TEXT SEGMENT —
From 54b8dba4b5f29238f000161368e6b7d3fa94a55e Mon Sep 17 00:00:00 2001
From: Nicholas Gates <nick@nickgates.com>
Date: Fri, 8 May 2026 13:27:43 -0400
Subject: [PATCH 10/11] Skip sparse dict gate for filter values

Signed-off-by: Nicholas Gates <nick@nickgates.com>
---
 vortex-array/src/arrays/dict/vtable/mod.rs | 4 ++--
 1 file changed, 2 insertions(+), 2 deletions(-)

diff --git a/vortex-array/src/arrays/dict/vtable/mod.rs b/vortex-array/src/arrays/dict/vtable/mod.rs
index 7ca71b49d49..ab679dc27d1 100644
--- a/vortex-array/src/arrays/dict/vtable/mod.rs
+++ b/vortex-array/src/arrays/dict/vtable/mod.rs
@@ -189,11 +189,11 @@ impl VTable for Dict {
             )));
         }
 
-        if sparse::should_consider_sparse_canonicalize(array.codes().len(), array.values().len())

SHORT EXERCISE — Can you output the stretch of the patch from "From 54b8dba4b5f29238f000161368e6b7d3fa94a55e Mon" through "insertions(+), 2 deletions(-)", copied word for word?

RECORD LIST —

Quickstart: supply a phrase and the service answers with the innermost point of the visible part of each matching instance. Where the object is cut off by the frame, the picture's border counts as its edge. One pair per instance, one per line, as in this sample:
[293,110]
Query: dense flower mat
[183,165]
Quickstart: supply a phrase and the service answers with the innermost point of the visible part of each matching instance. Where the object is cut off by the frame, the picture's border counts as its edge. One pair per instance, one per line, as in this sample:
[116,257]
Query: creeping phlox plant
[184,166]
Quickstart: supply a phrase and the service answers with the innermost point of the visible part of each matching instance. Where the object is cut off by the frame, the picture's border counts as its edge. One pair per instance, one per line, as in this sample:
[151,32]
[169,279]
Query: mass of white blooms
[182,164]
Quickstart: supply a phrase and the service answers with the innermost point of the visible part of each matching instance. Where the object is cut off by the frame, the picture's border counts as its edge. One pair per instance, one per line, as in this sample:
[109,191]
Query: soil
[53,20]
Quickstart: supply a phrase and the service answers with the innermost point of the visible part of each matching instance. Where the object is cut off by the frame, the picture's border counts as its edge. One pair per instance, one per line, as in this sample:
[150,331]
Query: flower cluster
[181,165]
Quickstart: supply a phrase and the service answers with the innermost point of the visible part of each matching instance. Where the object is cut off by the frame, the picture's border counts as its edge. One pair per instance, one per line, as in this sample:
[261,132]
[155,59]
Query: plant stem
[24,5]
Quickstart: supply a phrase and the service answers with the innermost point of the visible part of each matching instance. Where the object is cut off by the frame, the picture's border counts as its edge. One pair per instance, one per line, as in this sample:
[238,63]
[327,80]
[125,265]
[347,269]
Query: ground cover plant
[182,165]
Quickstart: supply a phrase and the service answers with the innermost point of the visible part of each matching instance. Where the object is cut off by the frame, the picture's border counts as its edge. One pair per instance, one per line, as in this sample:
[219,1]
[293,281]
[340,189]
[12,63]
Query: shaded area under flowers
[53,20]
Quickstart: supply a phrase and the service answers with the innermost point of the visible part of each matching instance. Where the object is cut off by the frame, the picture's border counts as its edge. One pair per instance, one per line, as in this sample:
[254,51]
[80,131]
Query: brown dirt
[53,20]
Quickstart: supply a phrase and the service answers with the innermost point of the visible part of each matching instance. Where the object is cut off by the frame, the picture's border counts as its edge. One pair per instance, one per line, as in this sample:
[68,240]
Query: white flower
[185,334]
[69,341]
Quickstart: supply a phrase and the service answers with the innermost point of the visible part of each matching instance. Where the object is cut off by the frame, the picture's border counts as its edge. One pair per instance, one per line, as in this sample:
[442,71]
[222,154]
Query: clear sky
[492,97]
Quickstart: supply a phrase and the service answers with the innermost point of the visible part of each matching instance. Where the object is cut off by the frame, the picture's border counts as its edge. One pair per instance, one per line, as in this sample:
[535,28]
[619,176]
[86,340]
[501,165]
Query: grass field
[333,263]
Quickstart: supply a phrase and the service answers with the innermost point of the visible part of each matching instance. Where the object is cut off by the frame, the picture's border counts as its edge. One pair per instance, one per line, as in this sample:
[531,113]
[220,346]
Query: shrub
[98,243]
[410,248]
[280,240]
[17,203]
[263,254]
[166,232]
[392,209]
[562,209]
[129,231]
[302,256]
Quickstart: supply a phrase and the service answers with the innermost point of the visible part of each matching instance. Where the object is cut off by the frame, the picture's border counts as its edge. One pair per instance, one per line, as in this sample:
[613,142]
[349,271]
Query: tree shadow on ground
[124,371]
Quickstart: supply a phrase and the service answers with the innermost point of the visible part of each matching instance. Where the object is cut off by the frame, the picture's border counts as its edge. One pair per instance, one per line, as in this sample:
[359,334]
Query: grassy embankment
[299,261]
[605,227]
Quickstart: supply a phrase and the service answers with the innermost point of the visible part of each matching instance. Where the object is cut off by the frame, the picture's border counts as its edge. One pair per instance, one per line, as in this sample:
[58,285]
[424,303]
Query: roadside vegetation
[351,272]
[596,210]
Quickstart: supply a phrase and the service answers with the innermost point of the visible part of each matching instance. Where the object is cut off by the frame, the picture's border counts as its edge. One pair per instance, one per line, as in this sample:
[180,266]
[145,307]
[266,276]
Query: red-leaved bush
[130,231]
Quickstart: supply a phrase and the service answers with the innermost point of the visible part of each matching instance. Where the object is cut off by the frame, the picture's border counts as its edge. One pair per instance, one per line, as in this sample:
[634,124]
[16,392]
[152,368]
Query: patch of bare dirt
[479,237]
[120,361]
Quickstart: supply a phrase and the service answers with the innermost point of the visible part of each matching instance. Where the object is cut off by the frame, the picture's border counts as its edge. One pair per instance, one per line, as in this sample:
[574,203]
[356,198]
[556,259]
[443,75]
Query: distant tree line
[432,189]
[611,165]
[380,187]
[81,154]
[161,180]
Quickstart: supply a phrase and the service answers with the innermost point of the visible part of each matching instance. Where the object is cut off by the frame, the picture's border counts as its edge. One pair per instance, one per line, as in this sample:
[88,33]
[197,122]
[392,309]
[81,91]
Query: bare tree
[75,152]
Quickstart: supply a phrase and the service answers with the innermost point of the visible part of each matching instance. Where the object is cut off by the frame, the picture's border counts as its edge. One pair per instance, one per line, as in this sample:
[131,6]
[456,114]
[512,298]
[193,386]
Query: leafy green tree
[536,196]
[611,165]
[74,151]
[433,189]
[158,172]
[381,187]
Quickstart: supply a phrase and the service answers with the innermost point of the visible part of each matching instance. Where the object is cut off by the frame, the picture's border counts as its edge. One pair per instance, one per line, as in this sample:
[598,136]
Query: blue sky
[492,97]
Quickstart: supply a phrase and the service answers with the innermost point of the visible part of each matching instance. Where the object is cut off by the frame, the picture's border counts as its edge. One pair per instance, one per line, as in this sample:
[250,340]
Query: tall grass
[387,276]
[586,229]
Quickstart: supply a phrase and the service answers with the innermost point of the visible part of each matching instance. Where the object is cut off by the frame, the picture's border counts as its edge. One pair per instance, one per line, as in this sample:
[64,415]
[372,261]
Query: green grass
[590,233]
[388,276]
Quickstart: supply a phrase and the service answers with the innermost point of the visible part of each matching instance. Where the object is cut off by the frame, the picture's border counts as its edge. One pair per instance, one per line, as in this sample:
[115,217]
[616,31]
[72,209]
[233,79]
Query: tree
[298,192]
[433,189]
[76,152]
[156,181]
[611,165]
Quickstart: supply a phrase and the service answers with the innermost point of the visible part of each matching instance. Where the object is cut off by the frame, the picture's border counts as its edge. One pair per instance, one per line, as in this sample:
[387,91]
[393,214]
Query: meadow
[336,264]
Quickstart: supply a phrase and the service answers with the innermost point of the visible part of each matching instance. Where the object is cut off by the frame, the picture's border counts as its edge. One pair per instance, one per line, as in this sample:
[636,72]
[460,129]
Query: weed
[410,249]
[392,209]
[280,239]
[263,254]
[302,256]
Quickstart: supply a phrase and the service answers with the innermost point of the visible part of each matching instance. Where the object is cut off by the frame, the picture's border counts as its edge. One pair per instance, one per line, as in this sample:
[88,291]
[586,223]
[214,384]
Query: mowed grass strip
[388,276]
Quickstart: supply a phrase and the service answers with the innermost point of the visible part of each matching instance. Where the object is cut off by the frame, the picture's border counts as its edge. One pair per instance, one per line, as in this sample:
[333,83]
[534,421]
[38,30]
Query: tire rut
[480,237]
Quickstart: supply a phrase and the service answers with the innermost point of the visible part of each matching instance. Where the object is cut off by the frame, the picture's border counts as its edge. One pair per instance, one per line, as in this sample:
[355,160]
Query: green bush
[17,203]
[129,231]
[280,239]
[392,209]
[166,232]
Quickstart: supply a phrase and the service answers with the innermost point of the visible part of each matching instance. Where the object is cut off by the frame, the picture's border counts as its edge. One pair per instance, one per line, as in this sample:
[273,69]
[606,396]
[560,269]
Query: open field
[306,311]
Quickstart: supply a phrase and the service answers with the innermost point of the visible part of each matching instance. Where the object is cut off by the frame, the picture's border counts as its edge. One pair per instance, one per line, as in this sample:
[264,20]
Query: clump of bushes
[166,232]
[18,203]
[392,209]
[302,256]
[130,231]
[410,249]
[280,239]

SOLUTION BELOW —
From 54b8dba4b5f29238f000161368e6b7d3fa94a55e Mon Sep 17 00:00:00 2001
From: Nicholas Gates <nick@nickgates.com>
Date: Fri, 8 May 2026 13:27:43 -0400
Subject: [PATCH 10/11] Skip sparse dict gate for filter values

Signed-off-by: Nicholas Gates <nick@nickgates.com>
---
 vortex-array/src/arrays/dict/vtable/mod.rs | 4 ++--
 1 file changed, 2 insertions(+), 2 deletions(-)